PASSAGE PROVIDED.
--------------------

New research has revealed the healthy carriers of a gene that causes a rare respiratory disease are taller and larger than average, with greater respiratory capacity.
The disease, alpha1-antitrypsin deficiency (AATD) can result in severely reduced lung capacity due to emphysema. It is found in about 1 in 2,000 people, and occurs when an individual inherits a defective gene copy from both parents.
The findings from the University of Bristol study, published in the Journal of Medical Genetics, may have important implications for physical fitness training, and for the treatment of lung function disorders and short stature.
The researchers studied the AATD gene in relation to human health conditions in around 20,000 participants. They found carriers of the defective gene copy of the AATD gene have important enhanced respiratory capacity of about 10%. Additionally, on average, carriers display a significantly greater height (1.5cm) and size.

--------------------

PROVIDED RECORDS.
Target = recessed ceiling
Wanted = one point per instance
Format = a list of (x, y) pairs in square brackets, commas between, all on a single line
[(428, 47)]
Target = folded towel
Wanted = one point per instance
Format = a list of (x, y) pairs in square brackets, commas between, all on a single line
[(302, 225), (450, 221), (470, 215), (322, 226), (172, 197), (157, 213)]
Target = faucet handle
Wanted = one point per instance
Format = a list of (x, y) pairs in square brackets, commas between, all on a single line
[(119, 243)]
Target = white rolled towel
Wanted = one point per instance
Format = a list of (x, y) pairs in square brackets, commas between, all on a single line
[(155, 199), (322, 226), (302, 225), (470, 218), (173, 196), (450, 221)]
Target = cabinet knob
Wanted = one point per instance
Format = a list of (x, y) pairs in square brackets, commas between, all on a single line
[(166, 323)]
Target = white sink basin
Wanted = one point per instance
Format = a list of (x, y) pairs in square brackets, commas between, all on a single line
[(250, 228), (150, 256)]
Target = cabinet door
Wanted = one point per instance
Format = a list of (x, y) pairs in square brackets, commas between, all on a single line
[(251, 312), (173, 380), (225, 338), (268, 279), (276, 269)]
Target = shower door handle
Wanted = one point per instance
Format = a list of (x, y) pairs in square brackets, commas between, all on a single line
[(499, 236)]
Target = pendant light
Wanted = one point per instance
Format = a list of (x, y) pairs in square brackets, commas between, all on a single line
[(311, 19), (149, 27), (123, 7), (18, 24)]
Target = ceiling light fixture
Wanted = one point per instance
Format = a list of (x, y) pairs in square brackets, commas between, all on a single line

--------------------

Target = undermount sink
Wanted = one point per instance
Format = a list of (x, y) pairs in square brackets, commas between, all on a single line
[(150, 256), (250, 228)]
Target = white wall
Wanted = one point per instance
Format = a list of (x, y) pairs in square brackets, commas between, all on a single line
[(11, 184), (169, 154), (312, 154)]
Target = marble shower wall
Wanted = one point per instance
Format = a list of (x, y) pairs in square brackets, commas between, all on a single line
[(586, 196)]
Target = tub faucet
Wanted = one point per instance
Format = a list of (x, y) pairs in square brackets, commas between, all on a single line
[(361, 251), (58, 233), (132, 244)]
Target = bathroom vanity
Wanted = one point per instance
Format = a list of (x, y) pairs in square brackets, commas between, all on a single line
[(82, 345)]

--------------------

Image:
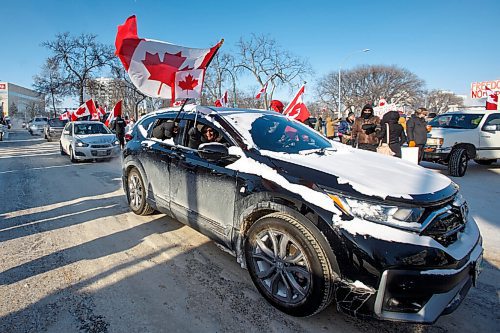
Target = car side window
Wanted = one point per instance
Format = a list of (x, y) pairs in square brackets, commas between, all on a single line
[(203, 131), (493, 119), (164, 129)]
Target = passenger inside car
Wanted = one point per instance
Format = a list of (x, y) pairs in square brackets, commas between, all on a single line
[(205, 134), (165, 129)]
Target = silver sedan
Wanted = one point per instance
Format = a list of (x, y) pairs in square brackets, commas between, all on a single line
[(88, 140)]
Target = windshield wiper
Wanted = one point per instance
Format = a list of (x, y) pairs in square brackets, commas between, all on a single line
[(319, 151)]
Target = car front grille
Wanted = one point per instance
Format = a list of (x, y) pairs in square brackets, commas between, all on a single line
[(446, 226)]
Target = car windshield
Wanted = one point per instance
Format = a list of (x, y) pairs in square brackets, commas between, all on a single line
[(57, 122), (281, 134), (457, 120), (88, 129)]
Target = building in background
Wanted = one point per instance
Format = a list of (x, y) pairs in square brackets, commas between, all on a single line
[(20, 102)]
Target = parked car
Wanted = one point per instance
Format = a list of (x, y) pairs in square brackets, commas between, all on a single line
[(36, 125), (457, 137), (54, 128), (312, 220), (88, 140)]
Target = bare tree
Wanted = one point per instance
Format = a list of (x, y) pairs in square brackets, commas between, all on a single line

--------------------

EXERCISE REQUIREMENTS.
• 1. In the passage on the AATD gene research, rewrite the portion from "New research has" up to and including "greater respiratory capacity.", changing "respiratory disease" to "lung disease".
• 2. Continue the passage on the AATD gene research from the point where it stops.

ANSWERS TO THE EXERCISE.
• 1.
New research has revealed the healthy carriers of a gene that causes a rare lung disease are taller and larger than average, with greater respiratory capacity.

• 2.
Professor Ian Day from the School of Social and Community Medicine was one of the study’s senior authors. He said: “Over the past several thousands of years, the deficiency gene seems to have been positively selected, and is mainly found in north Europe, as have gene variants for larger height and size generally. These observations in carriers identify pathway effects that may be of relevance in the fields of physical fitness, and in therapeutic approaches to modify lung function or short stature.
“Our study suggests some treatment involving the alpha1-antitrypsin pathway might be able to make important modification of height in growth disorders. Hundreds of different common genetic combinations that influence height have been identified, which is itself a highly heritable trait. The most notable of these common genetic variant is HMGA2, which exerts about a 0.3cm effect on height. The AATD variant, which is present in about 4% of the population, exerts a height effect of 1.5cm. A drug treatment targeting this pathway might be able to get a much greater effect.”
Alpha1-antitrypsin is already a therapeutic agent used for replacement therapy in deficient individuals suffering from respiratory disease. There is an opposite effect of the deficiency gene in carriers (i.e. enhanced respiratory capacity) compared with full deficiency (i.e. severely diminished respiratory capacity). This opposite effect may potentially be used to enhance respiratory capacity in selected disease contexts through therapeutic mimicry of the carrier status.